◆ **Work to do**:
Exactly as they appear, copy the lines of the listing from the one containing "the woman's chin" through the final line, both included, and nothing else.

Photo object pointing records
+===+
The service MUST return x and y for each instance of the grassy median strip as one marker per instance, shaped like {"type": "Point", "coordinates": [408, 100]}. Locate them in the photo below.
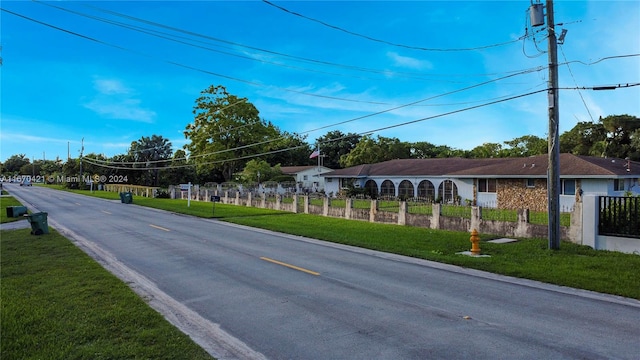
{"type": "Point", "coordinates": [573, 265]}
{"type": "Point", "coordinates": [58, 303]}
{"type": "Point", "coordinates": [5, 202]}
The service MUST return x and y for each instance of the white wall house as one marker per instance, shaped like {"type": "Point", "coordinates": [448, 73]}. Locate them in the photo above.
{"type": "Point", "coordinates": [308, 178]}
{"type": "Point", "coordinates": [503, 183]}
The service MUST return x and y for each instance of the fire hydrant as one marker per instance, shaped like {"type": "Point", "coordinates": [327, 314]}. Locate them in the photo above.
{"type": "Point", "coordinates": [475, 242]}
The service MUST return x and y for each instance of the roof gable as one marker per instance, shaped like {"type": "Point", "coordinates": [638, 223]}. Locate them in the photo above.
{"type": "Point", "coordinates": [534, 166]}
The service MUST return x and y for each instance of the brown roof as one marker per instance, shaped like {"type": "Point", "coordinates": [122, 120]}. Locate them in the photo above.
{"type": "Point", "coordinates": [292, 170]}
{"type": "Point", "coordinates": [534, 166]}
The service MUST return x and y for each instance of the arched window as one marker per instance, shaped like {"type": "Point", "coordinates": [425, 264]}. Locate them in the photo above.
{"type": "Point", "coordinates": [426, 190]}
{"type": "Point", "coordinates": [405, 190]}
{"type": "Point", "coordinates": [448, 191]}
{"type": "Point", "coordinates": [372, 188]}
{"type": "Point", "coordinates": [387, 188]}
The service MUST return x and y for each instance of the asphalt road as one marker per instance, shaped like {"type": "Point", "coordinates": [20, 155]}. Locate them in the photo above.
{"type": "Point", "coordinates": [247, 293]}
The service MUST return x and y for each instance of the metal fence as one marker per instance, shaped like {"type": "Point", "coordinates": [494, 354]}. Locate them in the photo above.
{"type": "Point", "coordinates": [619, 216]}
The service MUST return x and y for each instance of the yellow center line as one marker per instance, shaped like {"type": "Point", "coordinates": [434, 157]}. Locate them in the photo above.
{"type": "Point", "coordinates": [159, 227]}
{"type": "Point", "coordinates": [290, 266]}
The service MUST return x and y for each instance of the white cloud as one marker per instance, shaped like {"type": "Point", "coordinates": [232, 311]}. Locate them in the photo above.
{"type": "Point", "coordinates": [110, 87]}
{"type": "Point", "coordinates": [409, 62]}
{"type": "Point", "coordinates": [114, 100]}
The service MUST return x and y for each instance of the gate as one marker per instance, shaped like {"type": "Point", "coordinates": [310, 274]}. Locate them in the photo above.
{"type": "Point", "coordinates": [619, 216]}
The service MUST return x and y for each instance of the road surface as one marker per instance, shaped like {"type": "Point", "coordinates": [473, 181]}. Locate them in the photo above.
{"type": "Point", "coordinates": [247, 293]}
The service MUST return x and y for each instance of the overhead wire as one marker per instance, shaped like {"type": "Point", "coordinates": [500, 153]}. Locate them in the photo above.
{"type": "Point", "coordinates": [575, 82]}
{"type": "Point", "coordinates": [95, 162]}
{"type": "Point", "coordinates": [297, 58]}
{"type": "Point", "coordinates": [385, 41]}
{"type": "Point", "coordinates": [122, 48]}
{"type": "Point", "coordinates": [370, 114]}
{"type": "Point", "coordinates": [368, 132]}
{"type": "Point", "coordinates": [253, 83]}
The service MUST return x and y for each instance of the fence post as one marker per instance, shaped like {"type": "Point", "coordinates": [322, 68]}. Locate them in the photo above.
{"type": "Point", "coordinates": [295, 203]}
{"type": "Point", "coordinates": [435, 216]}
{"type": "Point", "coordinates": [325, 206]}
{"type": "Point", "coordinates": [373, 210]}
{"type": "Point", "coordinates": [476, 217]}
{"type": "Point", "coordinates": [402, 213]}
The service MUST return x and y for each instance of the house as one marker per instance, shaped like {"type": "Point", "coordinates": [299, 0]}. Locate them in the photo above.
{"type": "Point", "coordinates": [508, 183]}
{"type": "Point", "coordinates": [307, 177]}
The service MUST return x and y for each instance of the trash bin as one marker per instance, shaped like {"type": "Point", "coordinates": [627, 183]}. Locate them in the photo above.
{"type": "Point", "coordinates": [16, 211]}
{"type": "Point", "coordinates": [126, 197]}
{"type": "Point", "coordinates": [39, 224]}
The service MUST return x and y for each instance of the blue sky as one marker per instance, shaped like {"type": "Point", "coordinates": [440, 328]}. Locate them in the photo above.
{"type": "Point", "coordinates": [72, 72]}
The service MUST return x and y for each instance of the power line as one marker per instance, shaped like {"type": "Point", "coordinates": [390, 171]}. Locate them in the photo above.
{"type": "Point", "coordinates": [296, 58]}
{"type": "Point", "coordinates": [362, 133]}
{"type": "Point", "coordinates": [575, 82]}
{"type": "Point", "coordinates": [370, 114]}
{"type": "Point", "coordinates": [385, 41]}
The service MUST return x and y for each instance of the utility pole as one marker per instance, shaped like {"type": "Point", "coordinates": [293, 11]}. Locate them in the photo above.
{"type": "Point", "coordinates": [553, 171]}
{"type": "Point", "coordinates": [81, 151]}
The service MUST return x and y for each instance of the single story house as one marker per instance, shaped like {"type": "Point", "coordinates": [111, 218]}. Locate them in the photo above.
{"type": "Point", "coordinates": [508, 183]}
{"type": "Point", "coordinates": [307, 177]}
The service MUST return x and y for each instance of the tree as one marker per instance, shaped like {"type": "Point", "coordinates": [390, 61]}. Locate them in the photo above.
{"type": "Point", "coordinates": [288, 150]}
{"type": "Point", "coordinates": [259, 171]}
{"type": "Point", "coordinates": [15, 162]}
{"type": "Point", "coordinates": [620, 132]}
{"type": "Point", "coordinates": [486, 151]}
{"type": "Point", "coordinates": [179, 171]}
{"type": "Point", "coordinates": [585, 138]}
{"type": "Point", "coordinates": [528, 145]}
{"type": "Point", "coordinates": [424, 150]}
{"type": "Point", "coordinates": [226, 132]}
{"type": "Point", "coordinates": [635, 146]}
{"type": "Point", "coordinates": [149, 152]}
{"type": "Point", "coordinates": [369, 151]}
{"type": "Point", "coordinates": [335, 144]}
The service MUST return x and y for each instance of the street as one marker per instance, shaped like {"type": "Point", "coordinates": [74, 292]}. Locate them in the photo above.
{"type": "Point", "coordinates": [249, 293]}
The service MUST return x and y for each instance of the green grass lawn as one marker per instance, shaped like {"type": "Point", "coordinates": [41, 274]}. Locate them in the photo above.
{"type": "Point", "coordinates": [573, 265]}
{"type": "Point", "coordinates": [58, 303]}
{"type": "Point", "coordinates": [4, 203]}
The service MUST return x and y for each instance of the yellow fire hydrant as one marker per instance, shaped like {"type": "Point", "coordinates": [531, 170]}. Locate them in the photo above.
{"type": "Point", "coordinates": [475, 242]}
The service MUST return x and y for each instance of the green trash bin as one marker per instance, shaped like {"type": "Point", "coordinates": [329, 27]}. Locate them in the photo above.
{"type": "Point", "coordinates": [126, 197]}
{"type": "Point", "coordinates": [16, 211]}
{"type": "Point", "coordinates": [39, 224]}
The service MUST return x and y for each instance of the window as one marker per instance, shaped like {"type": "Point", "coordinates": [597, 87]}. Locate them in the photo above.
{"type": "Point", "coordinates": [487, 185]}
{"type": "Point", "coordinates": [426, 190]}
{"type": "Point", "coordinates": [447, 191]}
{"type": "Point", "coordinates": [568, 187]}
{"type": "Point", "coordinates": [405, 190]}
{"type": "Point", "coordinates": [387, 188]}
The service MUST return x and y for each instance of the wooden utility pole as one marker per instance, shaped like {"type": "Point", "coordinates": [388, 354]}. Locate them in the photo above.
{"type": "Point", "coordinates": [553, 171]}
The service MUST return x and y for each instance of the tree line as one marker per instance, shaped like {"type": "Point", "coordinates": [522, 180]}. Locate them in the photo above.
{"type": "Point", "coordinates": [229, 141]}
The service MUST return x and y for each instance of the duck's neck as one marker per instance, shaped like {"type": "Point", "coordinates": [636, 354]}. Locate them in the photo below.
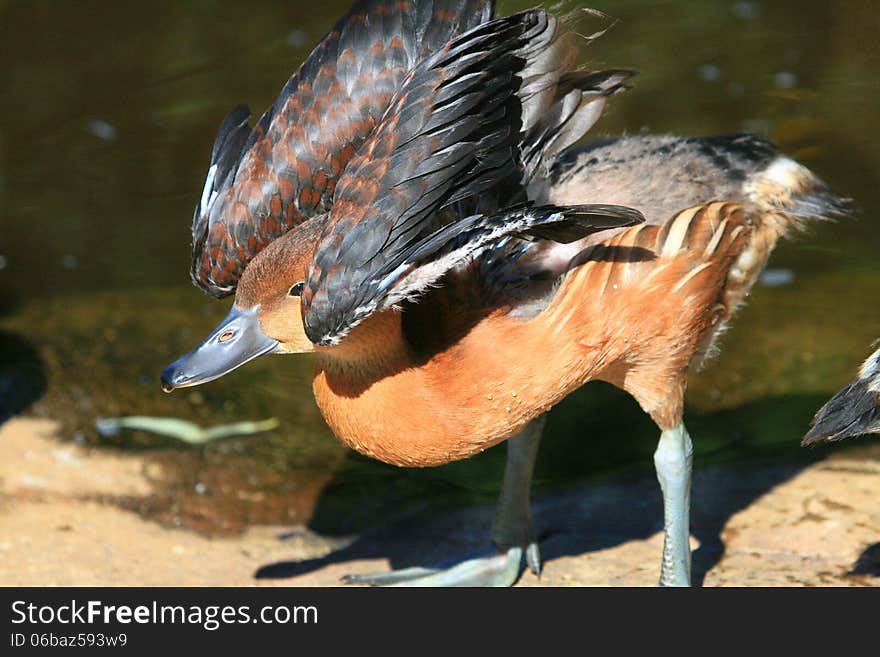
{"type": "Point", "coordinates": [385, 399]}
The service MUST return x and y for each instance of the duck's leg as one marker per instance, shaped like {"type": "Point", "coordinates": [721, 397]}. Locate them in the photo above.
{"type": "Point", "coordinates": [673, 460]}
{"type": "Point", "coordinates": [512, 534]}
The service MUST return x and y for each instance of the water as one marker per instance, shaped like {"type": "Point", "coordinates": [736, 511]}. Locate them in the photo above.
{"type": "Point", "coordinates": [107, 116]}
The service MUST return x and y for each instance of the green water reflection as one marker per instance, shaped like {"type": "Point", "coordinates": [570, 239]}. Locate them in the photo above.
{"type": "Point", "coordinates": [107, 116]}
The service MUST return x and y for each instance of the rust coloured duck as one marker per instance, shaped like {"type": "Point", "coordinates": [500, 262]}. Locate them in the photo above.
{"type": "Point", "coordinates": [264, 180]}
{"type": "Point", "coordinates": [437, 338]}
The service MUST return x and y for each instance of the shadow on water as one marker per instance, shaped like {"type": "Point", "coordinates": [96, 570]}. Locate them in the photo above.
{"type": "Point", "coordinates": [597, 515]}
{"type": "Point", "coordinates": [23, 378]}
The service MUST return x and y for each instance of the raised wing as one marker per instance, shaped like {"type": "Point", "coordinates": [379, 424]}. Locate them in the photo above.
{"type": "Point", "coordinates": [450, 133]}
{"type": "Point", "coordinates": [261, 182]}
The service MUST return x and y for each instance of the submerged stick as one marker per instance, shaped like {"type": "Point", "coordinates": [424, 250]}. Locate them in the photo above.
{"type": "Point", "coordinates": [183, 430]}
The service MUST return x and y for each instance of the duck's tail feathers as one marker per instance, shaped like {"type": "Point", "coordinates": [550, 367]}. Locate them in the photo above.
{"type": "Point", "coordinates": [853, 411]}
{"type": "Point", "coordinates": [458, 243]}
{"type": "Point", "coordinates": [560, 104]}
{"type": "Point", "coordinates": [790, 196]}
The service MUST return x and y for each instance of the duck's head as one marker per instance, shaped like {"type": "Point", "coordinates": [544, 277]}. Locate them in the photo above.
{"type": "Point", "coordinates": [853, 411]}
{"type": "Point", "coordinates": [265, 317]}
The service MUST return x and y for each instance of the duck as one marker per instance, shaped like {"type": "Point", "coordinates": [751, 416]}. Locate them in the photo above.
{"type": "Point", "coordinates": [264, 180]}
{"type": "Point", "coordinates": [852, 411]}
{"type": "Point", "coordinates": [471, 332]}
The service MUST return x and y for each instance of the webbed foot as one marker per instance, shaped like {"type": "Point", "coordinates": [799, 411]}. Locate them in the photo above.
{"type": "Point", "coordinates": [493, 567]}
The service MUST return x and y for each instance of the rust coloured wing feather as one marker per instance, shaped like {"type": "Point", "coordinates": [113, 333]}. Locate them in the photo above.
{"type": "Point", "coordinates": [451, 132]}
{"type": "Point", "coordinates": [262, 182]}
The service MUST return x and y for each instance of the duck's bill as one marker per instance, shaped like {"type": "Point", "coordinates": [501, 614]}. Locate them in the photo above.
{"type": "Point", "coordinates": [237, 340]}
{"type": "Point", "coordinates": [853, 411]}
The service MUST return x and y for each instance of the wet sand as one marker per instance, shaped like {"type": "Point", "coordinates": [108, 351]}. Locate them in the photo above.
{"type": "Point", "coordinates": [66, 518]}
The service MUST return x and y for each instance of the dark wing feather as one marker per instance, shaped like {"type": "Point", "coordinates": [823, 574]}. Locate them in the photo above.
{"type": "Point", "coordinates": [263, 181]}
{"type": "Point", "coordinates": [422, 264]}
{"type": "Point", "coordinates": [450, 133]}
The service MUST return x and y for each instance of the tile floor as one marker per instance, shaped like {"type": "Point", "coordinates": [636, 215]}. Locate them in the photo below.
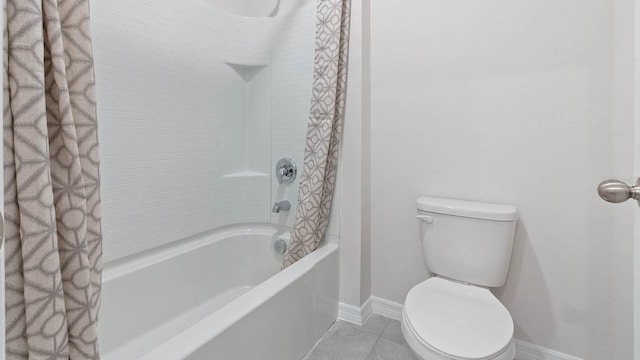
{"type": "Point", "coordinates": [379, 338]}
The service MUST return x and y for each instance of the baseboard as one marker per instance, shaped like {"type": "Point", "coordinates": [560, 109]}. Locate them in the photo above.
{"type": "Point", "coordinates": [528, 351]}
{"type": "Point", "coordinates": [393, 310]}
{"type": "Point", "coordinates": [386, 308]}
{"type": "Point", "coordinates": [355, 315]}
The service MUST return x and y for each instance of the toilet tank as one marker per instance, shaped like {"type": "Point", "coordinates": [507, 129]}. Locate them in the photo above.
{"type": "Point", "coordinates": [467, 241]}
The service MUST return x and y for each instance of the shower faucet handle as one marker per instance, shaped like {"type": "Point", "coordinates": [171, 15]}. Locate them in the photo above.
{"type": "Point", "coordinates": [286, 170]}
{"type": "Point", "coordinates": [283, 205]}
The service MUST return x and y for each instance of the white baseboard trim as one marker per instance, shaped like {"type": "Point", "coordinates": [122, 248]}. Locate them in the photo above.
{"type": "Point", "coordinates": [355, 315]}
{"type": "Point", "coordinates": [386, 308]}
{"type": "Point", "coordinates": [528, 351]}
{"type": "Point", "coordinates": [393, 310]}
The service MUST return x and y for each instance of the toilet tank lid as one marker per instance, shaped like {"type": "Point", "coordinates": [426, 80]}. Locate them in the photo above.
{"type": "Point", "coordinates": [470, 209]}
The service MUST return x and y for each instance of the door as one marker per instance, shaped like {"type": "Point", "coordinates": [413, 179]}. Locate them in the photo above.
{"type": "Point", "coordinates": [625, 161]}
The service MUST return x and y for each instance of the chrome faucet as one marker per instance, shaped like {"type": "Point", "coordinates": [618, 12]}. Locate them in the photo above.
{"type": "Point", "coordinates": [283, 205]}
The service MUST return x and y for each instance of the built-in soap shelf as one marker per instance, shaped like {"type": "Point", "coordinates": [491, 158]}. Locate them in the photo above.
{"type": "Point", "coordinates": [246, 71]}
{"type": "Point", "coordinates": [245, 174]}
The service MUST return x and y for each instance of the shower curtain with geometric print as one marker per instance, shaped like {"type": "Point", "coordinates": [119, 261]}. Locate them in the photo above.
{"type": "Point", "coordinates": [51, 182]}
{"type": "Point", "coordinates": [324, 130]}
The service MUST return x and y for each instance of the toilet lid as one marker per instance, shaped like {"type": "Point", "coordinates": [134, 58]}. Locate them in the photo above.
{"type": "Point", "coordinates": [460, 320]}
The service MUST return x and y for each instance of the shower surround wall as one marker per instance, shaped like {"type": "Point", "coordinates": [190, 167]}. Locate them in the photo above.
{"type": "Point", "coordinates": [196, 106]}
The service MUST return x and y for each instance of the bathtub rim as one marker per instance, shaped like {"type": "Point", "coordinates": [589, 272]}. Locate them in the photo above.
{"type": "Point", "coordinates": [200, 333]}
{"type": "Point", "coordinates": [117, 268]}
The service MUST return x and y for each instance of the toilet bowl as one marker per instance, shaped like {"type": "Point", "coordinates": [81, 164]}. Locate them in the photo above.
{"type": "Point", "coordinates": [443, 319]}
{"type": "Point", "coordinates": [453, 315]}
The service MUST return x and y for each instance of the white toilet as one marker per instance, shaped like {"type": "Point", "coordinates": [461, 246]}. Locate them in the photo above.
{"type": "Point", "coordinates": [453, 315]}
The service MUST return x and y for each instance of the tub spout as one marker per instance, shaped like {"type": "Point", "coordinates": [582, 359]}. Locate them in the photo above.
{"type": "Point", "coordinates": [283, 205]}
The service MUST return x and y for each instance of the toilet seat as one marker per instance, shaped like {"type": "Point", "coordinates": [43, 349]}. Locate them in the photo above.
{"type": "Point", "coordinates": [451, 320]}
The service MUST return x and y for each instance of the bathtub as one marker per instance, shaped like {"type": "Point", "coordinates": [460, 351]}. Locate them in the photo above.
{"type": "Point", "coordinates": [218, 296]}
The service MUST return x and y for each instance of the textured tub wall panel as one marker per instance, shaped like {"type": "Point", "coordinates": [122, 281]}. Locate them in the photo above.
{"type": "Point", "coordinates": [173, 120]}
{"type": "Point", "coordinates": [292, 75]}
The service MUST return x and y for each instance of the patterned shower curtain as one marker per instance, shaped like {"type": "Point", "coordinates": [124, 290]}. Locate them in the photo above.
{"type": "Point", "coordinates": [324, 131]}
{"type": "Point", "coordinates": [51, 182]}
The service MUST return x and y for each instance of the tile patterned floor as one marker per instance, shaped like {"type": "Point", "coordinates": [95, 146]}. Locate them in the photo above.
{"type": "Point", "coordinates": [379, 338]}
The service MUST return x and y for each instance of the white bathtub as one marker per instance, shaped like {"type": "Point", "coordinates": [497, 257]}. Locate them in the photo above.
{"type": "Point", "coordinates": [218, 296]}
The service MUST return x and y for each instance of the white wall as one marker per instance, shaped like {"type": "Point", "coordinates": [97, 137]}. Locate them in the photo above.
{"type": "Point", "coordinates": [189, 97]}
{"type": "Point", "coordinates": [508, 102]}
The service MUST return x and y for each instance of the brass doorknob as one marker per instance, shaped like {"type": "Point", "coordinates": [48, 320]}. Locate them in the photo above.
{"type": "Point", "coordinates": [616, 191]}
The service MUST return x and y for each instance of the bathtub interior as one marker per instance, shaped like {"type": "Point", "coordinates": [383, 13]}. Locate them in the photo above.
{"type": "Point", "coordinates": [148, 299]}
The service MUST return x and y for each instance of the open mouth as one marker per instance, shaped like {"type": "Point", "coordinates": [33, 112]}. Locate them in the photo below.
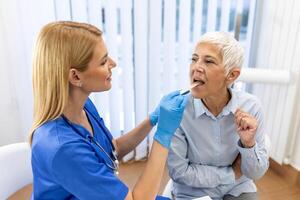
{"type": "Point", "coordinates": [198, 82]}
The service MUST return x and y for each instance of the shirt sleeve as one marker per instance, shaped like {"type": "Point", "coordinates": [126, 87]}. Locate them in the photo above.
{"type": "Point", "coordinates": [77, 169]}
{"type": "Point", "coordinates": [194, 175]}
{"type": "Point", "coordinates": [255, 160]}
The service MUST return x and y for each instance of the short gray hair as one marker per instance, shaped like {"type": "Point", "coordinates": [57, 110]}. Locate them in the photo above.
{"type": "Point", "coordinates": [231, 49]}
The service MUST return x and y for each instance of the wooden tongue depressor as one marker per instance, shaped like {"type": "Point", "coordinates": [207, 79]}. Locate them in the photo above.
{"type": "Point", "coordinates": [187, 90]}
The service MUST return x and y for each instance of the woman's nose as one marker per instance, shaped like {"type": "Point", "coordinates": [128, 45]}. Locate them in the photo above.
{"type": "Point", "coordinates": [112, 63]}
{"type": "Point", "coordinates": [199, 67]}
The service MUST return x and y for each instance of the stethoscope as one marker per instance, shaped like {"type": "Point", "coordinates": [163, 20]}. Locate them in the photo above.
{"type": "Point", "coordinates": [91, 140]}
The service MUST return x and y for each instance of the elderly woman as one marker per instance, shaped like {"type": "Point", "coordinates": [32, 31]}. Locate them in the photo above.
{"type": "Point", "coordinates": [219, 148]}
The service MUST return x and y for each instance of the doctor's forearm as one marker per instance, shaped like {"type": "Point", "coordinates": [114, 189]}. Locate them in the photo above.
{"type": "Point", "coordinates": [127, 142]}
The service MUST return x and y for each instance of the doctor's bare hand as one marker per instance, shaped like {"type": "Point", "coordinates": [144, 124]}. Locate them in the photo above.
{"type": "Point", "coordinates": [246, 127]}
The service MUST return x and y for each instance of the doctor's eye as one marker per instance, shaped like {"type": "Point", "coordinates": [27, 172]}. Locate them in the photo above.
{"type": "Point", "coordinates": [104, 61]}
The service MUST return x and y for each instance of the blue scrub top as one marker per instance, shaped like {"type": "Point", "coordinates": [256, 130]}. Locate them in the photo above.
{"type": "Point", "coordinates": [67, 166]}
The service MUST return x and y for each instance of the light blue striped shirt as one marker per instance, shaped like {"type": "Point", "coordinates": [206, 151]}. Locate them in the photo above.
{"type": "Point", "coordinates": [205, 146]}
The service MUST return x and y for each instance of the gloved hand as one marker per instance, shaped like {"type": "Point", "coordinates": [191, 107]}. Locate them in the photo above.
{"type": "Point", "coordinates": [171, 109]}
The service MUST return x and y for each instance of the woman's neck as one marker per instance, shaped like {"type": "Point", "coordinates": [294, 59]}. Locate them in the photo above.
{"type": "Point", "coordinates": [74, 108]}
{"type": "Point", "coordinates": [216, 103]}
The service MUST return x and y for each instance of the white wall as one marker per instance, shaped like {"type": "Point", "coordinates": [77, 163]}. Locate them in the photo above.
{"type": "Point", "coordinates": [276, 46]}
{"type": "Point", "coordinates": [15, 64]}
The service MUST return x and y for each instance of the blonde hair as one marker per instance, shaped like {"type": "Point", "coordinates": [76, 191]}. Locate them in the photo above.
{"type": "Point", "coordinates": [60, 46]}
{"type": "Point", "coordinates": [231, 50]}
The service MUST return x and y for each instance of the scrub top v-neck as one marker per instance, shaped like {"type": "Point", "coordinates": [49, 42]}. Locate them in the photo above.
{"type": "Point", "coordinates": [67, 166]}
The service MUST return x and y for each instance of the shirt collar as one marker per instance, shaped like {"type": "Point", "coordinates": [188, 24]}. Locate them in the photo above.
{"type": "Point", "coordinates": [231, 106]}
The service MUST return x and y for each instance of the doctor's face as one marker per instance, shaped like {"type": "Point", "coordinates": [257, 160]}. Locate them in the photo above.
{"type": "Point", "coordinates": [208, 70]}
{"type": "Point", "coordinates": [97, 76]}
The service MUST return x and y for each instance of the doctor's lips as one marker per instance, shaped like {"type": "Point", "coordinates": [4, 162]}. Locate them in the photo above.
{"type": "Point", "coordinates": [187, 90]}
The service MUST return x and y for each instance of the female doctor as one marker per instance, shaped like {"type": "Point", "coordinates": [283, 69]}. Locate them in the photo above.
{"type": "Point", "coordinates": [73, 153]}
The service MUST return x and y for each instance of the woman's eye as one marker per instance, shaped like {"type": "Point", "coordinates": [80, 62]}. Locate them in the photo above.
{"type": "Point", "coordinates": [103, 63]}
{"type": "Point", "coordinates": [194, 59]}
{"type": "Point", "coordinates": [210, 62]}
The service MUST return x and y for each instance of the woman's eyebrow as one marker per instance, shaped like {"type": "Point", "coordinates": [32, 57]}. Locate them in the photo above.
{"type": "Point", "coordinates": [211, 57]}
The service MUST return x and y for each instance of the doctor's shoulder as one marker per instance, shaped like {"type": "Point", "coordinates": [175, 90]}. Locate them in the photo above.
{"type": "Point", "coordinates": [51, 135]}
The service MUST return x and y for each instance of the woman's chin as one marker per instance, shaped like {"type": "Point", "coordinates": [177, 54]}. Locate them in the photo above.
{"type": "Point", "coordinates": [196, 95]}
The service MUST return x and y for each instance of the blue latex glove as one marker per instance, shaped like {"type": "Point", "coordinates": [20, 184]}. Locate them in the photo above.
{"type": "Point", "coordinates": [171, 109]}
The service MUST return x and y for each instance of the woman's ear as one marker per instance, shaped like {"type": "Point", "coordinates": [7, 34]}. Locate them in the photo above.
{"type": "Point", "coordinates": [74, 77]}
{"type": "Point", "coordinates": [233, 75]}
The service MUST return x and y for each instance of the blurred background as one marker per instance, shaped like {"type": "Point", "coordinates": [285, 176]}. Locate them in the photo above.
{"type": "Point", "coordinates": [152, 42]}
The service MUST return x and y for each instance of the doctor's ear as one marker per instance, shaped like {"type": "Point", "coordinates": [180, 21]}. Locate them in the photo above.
+===+
◆ **Result for this task**:
The service MUST return x and y for each instance of the woman's chin as one marker per instance, shaped like {"type": "Point", "coordinates": [177, 54]}. Locate them in the photo above.
{"type": "Point", "coordinates": [196, 95]}
The service MUST return x and y for each instance of the blue latex glove as one marker per instance, shaped like {"type": "Point", "coordinates": [20, 184]}. Locate them in the photo above.
{"type": "Point", "coordinates": [171, 109]}
The service MUST return x and y for each instance of the woman's ear as one marker per instance, shaped like {"type": "Point", "coordinates": [7, 34]}. Locate them in the photo above.
{"type": "Point", "coordinates": [74, 77]}
{"type": "Point", "coordinates": [233, 75]}
The service MUST return x and y for each instance of the blurred background as one marker per instance, shaped like {"type": "Point", "coordinates": [285, 176]}. Locate them in the photo above.
{"type": "Point", "coordinates": [152, 42]}
The service MUST return x and y for each instance of the doctor's ear as one marker per instance, shaped like {"type": "Point", "coordinates": [180, 21]}. Locate them in the photo above.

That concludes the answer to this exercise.